- _WHAT YOU WILL DO_
Rewrite all the lines of the items below, requests included. Multiply every coordinate in the answers by 1.4 and round to whole numbers, with halves going up, but leave the numbers in the requests unchanged.

- _RAW RECORDS_
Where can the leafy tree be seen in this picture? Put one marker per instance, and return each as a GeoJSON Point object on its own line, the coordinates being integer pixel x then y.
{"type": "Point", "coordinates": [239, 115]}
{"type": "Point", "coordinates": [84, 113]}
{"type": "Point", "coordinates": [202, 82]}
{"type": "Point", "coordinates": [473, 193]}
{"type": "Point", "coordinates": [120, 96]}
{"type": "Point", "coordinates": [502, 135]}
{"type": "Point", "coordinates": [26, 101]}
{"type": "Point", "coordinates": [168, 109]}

- _SOLUTION FOR THIS EXERCISE_
Where can the leafy tree be seen in this picture? Put one marker per instance, and return each as a GeoJSON Point object on its own line, the coordinates being integer pixel x then y.
{"type": "Point", "coordinates": [335, 161]}
{"type": "Point", "coordinates": [118, 158]}
{"type": "Point", "coordinates": [283, 115]}
{"type": "Point", "coordinates": [662, 270]}
{"type": "Point", "coordinates": [168, 134]}
{"type": "Point", "coordinates": [703, 189]}
{"type": "Point", "coordinates": [36, 141]}
{"type": "Point", "coordinates": [235, 153]}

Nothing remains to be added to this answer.